(Problem requirements): However many lines the data holds, transcribe them all exactly.

(Collected data)
::::

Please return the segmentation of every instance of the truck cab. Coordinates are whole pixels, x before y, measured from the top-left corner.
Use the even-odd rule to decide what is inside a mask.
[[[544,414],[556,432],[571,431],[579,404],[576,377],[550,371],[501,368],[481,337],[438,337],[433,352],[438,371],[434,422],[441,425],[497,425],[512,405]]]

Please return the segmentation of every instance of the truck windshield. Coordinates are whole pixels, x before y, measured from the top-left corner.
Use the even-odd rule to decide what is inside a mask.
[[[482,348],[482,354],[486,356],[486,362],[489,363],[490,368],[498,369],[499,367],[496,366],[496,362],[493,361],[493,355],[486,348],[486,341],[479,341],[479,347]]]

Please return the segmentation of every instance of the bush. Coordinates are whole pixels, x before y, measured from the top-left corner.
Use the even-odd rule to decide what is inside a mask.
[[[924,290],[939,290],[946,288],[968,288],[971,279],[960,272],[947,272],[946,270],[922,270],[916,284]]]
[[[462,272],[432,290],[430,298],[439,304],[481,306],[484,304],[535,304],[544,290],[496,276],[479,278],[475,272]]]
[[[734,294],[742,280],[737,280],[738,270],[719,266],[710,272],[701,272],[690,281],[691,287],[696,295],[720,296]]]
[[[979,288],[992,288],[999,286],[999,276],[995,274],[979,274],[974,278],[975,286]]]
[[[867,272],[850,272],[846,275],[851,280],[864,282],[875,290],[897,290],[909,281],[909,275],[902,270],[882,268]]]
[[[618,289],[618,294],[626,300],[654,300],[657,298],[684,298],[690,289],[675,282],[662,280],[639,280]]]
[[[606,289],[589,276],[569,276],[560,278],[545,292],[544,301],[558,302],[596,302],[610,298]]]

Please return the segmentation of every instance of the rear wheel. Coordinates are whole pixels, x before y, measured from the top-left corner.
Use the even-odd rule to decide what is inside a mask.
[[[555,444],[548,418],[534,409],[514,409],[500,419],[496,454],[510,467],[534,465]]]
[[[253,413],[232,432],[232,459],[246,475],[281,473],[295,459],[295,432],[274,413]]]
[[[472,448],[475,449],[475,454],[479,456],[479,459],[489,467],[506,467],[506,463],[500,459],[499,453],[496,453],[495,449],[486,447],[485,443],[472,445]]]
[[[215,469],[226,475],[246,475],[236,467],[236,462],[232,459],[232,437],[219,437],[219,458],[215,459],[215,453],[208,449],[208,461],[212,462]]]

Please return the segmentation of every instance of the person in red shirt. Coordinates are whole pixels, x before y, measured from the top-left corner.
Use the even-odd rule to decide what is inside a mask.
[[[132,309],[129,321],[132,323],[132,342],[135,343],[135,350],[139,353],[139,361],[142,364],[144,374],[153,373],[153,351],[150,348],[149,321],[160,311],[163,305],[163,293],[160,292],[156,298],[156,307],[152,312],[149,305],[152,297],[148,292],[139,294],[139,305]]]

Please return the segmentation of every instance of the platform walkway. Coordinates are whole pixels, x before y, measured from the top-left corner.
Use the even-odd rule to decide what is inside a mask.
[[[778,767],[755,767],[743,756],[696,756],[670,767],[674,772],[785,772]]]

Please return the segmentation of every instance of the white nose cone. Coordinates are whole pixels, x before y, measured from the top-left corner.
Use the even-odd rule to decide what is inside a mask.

::::

(The answer):
Please return the segmentation of every instance of the truck cab. Coordinates are whole pixels, x before y, measured from the top-left corner.
Use the even-odd rule to decide what is inside a mask.
[[[544,414],[556,432],[571,431],[579,404],[576,377],[550,371],[501,368],[481,337],[438,337],[433,352],[438,371],[434,422],[441,425],[497,425],[512,405]]]

Please return the segmentation of every instance of the truck windshield. Coordinates are whole pixels, x before y, measured from the top-left corner.
Use the even-odd rule to decide what is inside a mask.
[[[482,348],[482,354],[486,356],[486,362],[489,363],[490,368],[498,369],[499,367],[496,366],[496,362],[493,361],[493,355],[486,348],[486,341],[479,341],[479,347]]]

Please return the segmentation of every instance of the bush. Coordinates are whole pixels, x before y, measured from the top-left corner.
Use the even-odd rule to decide what is inside a mask.
[[[924,290],[939,290],[946,288],[968,288],[971,279],[960,272],[947,272],[946,270],[922,270],[916,284]]]
[[[462,272],[432,290],[430,298],[439,304],[481,306],[484,304],[535,304],[544,290],[496,276],[479,278],[475,272]]]
[[[734,294],[742,280],[737,280],[738,270],[719,266],[710,272],[701,272],[690,281],[691,287],[696,295],[720,296]]]
[[[979,288],[992,288],[999,286],[999,276],[995,274],[979,274],[974,278],[975,286]]]
[[[867,272],[850,272],[846,275],[851,280],[864,282],[875,290],[897,290],[909,281],[909,275],[902,270],[882,268]]]
[[[618,289],[618,294],[626,300],[654,300],[657,298],[684,298],[690,289],[675,282],[662,280],[639,280]]]
[[[606,289],[589,276],[569,276],[560,278],[545,292],[544,301],[558,302],[596,302],[610,298]]]

Please return the segmentation of every instance of the rear wheel. Coordinates are whole pixels, x before y, measured from the top-left corner.
Use the even-odd rule to decide what is inside a mask.
[[[555,444],[548,418],[534,409],[514,409],[500,419],[496,454],[510,467],[534,465]]]
[[[253,413],[232,432],[232,459],[246,475],[281,473],[295,459],[295,432],[274,413]]]
[[[472,448],[475,449],[475,454],[479,456],[479,459],[489,467],[506,467],[506,463],[500,459],[499,453],[496,453],[495,449],[486,447],[485,443],[472,445]]]
[[[215,469],[226,475],[246,475],[236,467],[236,462],[232,459],[232,437],[219,437],[219,458],[215,459],[215,453],[208,449],[208,461],[212,462]]]

Please return the segmentation of every instance of the person in red shirt. Coordinates are whole pixels, x before y, measured from the top-left corner.
Use the even-odd rule to decide what is inside a mask.
[[[132,309],[129,321],[132,323],[132,342],[135,343],[135,350],[139,353],[139,361],[142,364],[144,374],[153,373],[153,351],[150,348],[149,321],[160,311],[163,305],[163,293],[160,292],[156,298],[156,307],[152,312],[149,305],[152,297],[148,292],[139,294],[139,305]]]

Please return the segmentation of every instance of the platform walkway. Coordinates are whole pixels, x before y, measured from the top-left corner.
Use the even-odd rule to decide what is inside a mask.
[[[778,767],[755,767],[743,756],[696,756],[670,767],[674,772],[785,772]]]

Please return the segmentation of every instance of the white nose cone. Coordinates are whole pixels, x before y, measured from the top-left corner.
Use the even-odd rule to decide what is inside a mask.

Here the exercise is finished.